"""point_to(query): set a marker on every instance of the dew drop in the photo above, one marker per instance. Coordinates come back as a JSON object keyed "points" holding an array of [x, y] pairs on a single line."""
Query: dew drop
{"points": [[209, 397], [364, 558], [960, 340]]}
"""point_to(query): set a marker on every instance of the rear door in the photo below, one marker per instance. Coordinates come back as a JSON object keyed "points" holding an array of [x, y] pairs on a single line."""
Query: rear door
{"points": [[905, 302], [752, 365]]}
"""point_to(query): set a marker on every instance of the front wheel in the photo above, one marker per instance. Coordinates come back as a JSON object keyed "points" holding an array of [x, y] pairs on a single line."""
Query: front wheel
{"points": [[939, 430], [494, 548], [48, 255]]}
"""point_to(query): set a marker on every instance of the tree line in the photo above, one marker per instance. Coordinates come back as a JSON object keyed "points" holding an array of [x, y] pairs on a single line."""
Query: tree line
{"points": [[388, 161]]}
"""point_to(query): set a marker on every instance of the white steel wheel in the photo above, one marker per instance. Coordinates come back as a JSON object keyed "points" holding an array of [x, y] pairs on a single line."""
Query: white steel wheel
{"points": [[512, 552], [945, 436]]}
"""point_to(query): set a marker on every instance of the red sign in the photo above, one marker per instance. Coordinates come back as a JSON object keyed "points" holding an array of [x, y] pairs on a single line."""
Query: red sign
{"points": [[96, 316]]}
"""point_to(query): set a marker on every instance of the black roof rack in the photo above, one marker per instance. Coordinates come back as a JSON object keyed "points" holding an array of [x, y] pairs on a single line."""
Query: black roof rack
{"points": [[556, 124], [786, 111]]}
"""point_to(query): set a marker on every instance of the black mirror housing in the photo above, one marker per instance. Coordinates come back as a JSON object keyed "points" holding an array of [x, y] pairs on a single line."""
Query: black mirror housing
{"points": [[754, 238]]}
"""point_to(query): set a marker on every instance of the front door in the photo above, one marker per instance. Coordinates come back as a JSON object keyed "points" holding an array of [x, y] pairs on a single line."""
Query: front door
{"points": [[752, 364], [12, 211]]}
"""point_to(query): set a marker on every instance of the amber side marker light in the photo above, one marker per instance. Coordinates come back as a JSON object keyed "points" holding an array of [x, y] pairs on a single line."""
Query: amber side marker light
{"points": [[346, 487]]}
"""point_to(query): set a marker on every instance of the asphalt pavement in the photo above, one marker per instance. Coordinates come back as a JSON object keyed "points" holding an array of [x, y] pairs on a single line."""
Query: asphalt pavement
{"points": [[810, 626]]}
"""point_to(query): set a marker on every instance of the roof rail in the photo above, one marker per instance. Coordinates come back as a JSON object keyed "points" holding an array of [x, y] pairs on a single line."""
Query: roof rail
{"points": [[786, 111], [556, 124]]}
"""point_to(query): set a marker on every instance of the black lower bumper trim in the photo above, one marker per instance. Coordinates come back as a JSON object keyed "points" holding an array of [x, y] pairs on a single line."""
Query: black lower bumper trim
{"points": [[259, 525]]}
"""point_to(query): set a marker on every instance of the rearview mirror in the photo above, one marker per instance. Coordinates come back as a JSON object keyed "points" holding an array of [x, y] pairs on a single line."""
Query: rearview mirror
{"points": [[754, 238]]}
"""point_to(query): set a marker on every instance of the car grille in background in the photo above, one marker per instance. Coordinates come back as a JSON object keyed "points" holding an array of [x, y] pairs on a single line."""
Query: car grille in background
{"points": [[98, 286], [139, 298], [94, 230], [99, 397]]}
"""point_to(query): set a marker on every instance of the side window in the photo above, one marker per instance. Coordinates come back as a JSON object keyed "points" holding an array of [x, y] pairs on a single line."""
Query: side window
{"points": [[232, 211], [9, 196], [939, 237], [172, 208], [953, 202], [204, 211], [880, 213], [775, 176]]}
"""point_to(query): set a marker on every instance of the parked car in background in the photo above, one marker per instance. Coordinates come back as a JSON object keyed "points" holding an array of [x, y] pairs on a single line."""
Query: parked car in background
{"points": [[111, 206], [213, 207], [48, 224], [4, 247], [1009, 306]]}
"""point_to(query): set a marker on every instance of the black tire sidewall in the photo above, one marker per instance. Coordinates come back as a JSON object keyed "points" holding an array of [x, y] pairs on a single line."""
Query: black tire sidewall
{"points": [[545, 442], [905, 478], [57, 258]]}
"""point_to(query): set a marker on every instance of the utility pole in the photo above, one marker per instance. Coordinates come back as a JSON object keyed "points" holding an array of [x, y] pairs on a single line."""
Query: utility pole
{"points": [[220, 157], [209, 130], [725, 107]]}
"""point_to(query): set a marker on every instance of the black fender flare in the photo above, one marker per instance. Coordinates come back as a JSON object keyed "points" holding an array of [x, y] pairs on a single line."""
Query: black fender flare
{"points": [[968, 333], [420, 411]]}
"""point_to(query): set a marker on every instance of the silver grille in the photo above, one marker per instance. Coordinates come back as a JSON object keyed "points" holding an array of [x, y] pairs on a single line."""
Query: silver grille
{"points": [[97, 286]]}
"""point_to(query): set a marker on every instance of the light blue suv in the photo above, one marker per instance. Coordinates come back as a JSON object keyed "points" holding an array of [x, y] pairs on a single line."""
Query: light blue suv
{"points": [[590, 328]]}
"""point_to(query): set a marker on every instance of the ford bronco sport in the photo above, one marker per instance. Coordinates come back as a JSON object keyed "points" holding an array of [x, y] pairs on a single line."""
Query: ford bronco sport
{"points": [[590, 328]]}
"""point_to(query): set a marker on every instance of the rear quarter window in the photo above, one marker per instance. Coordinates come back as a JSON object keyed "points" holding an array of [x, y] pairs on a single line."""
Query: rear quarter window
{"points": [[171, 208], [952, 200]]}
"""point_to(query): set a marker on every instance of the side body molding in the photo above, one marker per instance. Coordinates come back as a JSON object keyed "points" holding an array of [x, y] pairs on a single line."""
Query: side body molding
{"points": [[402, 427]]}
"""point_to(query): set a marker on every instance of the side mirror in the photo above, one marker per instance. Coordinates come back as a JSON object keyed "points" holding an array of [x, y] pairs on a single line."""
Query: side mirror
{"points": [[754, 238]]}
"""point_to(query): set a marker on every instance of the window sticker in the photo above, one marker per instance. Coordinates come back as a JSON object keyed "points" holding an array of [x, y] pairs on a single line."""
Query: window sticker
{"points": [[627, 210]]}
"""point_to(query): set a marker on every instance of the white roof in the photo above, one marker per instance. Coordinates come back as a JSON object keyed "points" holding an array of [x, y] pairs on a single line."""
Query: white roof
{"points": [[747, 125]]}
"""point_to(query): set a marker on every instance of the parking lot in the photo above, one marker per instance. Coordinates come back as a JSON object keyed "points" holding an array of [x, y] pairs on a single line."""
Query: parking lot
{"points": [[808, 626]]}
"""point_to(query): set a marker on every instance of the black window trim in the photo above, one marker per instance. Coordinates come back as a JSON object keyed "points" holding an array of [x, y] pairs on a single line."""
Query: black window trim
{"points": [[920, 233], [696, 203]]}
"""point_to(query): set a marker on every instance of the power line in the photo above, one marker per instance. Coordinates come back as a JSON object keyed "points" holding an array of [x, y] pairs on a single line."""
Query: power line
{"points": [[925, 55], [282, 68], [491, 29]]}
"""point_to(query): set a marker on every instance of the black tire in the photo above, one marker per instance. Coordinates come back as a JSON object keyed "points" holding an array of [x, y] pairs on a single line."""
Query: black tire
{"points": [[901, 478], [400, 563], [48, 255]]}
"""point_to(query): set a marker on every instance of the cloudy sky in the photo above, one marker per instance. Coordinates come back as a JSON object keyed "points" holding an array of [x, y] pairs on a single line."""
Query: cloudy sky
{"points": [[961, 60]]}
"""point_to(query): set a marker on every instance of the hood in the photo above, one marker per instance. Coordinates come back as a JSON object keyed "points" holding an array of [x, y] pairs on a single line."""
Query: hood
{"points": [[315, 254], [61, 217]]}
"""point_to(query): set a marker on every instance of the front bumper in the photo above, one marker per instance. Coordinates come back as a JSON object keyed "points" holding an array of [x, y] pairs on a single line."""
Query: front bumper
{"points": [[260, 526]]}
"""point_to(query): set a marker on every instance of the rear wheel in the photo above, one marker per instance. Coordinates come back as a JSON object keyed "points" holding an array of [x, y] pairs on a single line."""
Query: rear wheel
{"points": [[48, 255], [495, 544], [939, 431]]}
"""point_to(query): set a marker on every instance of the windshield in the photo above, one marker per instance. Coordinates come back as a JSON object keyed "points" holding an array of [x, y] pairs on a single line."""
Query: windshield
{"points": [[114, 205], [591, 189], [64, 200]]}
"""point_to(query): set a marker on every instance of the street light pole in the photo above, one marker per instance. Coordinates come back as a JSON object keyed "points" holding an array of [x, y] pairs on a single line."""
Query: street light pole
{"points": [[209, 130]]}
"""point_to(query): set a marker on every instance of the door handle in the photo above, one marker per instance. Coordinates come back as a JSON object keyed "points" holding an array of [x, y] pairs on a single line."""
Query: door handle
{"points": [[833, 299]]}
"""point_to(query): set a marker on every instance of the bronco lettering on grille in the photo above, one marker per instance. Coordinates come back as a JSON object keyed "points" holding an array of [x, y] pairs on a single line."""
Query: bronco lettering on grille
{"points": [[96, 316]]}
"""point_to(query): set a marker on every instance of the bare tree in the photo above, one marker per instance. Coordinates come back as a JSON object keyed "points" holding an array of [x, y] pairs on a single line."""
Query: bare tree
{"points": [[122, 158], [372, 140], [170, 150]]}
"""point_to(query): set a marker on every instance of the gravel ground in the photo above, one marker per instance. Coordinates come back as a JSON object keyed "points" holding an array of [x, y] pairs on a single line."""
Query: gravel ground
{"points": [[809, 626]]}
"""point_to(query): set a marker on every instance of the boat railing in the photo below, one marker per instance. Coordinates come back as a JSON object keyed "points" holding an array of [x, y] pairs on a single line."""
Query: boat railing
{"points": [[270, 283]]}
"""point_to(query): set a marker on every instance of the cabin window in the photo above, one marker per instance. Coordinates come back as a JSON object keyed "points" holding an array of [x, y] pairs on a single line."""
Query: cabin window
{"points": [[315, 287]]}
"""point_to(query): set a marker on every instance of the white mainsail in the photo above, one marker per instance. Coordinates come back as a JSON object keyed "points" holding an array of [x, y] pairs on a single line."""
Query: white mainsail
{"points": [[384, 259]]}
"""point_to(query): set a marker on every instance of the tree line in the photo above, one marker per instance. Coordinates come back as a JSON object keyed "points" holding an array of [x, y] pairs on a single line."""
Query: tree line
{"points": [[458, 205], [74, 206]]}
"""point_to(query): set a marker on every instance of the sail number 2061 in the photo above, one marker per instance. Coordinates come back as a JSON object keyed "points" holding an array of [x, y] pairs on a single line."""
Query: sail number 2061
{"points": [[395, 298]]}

+-------+

▶ _Aim_
The line containing "of the sail" and every line after it, through the end of the records, should be repeated exactly and alone.

▶ _The answer_
"""point_to(query): set a marker on every instance of the sail number 2061 in the photo above, one marker per instance. Coordinates come back as a JSON object keyed "points" holding an array of [x, y] pairs on a single line."""
Query: sail number 2061
{"points": [[395, 298]]}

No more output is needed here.